→ Okuma parçası
Tartışmanın fitilini T24 yazarı Cansu Çamlıbel’in siyaset bilimci Prof. Mümtaz'er Türköne ile yaptığı röportaj ateşledi. Türköne’nin “ Erdoğan çözüm sürecini baltalayacak, yani çözüm sürecinin gelişmesini engelleyecek. Bahçeli de bunun üzerine Türkiye'yi erken seçime götürecek. Erdoğan çözüm sürecini baltalayacak çünkü daha önce anlattığım gibi hukuka dönüşün kendi hegemonik gücünü tırpanlayacağını ve kendini enterne edeceğini düşünecek” öngörüsü “Cumhur İttifakı’nın sonu geldi mi” tartışmasını yeniden alevlendirdi.
Türköne, öngörüsünü iki varsayıma dayandırıyor. İlki, Erdoğan ile Devlet Bahçeli’nin “yeni çözüm süreci” konusuna farklı yaklaştıkları varsayımı.
İkincisi ise yeni çözüm sürecinin gerektirdiği hukuksal zemine yaklaşımları arasındaki farklılığa vurgu yapıyor. Türköne çözüm sürecinde hukuka dönmenin zorunlu olduğunu iddia ederek, Erdoğan’ın süreci baltalayabileceğini iddia ediyor. Bahçeli’nin erken seçim isteyeceğini iddia ediyor.
Türköne, buna benzer görüşlerini ilk defa açıklamadı. Daha önce de benzer yaklaşımları farklı mecralarda ifade etmişti. Peki, neden şimdi bu derece tartışmaya ve tepkilere neden oldu. Sanırım ana muhalefet medyasının farklı mecralarında, bu öngörünün MHP ile AK Parti arasındaki ilişkileri koparmaya yönelik yorumlanması ve muhaliflik oyununda araçsallaştırılmasıdır.
Mümtazer’in çözüm sürecinde hukuka dönülmesi gerektiğini vurgulamasını ve bu konuda gösterdiği hassasiyeti doğru kavramak ve uyarılarını dikkate almak gerek.
PKK’nin silah bırakmasının ve kendisini feshetmesinin, Türkiye’yi çok fazla hukuka dönmeye zorlayacak bir gelişme olacağından hiç kuşku yok.
Bunu dayatacak iç ve dış dinamiklerin nasıl seyredeceği belirmiş değil. Türkiye yaz aylarında bunları daha fazla tartışmak ve gündeme almak zorunda.
İktidar bloğunun buna dair hazırlıkları nedir bilinmiyor. Ama süreç hem içerde hem de Suriye’de karınca misali de olsa ilerliyor. İktidarın iki partisi arasında kopuş riski olan ciddi bir sorun olsa bu ilerleme olamaz.

→ Görev tanımı
Lütfen okuma parçasını "İkincisi ise yeni" ifadesinin geçtiği yerden başlayarak hiçbir değişiklik yapmadan yeniden yazın; "isteyeceğini iddia ediyor." ifadesinden sonra durun. Ardından gelen materyalin bu işte hiçbir rolü yoktur.

→ Ham veri
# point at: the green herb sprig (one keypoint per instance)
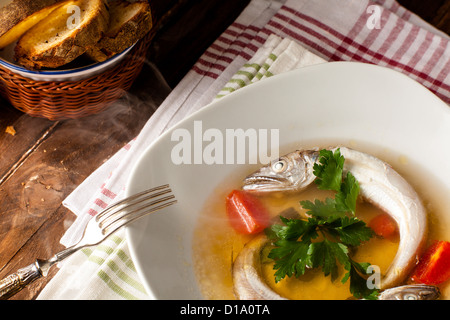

→ Sonuç
İkincisi ise yeni çözüm sürecinin gerektirdiği hukuksal zemine yaklaşımları arasındaki farklılığa vurgu yapıyor. Türköne çözüm sürecinde hukuka dönmenin zorunlu olduğunu iddia ederek, Erdoğan’ın süreci baltalayabileceğini iddia ediyor. Bahçeli’nin erken seçim isteyeceğini iddia ediyor.